Relevez, parmi les items ci-dessous, chaque ligne où figure le mot « poppy ».

◆ **Documents de travail**
▼▼▼
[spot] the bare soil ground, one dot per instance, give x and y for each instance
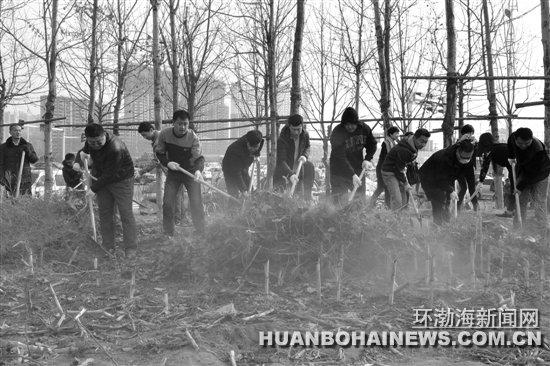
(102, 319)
▲▲▲
▼▼▼
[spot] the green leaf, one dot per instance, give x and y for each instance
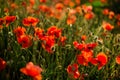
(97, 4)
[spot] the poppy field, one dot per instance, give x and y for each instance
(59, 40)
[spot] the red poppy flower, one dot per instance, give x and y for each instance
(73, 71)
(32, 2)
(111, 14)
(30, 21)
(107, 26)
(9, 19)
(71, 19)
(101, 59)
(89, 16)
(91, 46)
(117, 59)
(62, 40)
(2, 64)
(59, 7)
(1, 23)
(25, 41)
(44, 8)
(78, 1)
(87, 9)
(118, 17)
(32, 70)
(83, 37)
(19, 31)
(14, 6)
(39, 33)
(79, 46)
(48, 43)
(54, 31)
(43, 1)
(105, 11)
▲▲▲
▼▼▼
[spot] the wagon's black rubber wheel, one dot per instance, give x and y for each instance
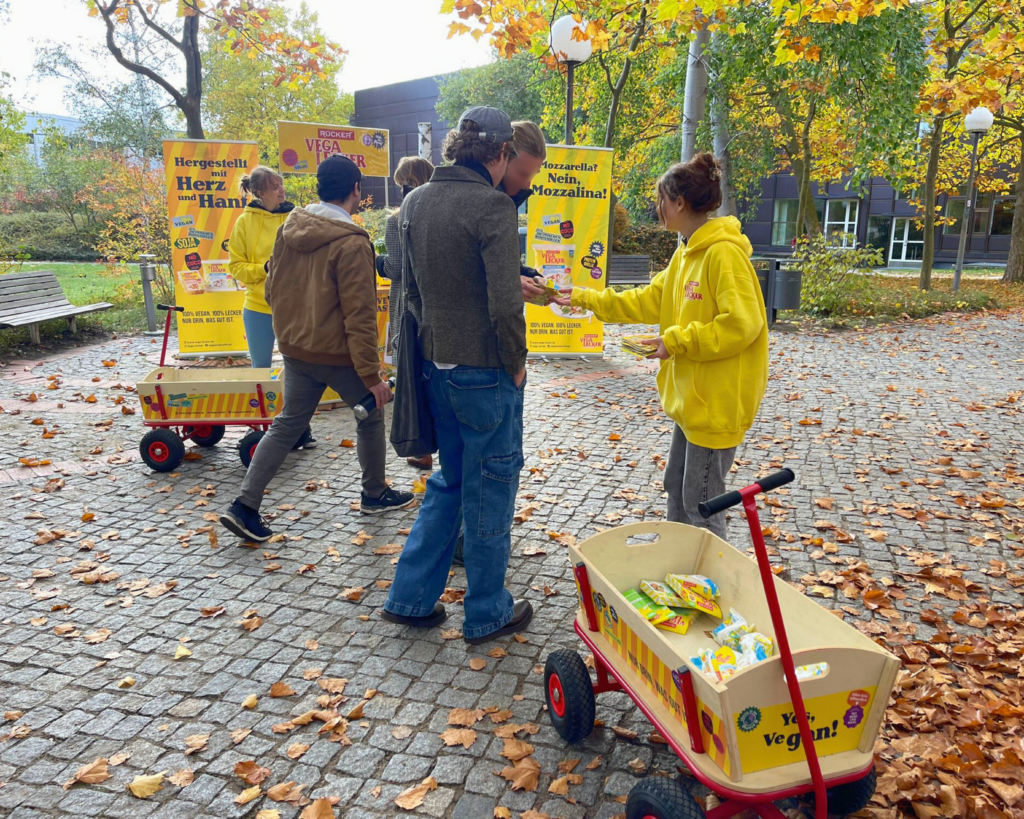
▲▲▲
◆ **Réponse écrite**
[spot] the poppy field, one dot per instance, give x and y for each instance
[spot] the red poppy flower, one dot per instance, give x and y for each instance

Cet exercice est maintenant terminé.